WHAT YOU HAVE TO DO: Pick out every line of the listing below that contains the string "wheel" and copy each one in full.
Start
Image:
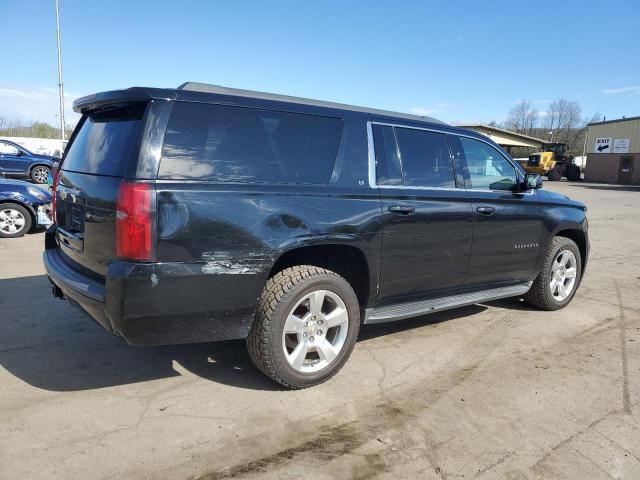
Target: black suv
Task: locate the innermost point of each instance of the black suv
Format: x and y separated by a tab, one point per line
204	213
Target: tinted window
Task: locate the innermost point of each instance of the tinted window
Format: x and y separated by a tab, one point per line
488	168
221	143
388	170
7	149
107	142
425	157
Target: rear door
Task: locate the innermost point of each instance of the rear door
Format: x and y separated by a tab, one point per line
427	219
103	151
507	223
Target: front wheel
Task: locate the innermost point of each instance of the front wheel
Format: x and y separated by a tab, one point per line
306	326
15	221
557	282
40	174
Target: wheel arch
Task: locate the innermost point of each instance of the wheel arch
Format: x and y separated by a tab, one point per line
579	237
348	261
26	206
End
Start
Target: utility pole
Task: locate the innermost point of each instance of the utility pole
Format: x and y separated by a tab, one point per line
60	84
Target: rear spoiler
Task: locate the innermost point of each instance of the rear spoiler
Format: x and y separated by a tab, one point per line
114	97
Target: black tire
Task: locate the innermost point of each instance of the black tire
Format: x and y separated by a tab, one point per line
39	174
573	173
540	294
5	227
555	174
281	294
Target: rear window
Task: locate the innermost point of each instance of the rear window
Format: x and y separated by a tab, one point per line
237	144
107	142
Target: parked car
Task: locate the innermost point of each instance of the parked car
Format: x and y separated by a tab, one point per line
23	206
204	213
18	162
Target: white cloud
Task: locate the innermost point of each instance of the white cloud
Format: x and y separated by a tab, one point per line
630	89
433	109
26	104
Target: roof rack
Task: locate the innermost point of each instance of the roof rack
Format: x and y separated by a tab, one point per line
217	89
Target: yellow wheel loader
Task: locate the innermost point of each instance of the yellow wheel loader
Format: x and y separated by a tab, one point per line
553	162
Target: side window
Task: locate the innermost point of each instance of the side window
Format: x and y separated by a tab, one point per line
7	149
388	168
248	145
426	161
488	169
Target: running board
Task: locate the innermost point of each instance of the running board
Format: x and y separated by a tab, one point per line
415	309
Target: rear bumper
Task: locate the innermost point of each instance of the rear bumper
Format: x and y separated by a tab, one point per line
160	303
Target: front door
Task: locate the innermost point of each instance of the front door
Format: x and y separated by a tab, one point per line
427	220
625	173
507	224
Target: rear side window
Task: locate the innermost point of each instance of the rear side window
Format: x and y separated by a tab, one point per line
End
SOLUTION TO THIS EXERCISE:
Target: front wheel
Task: locate the innermost point of each instance of the front wheel
Target: wheel arch
Task: locate the innermost point of each instance of the wheel arch
Target: yellow wheel loader
Task: locate the innermost point of each instance of the yellow wheel loader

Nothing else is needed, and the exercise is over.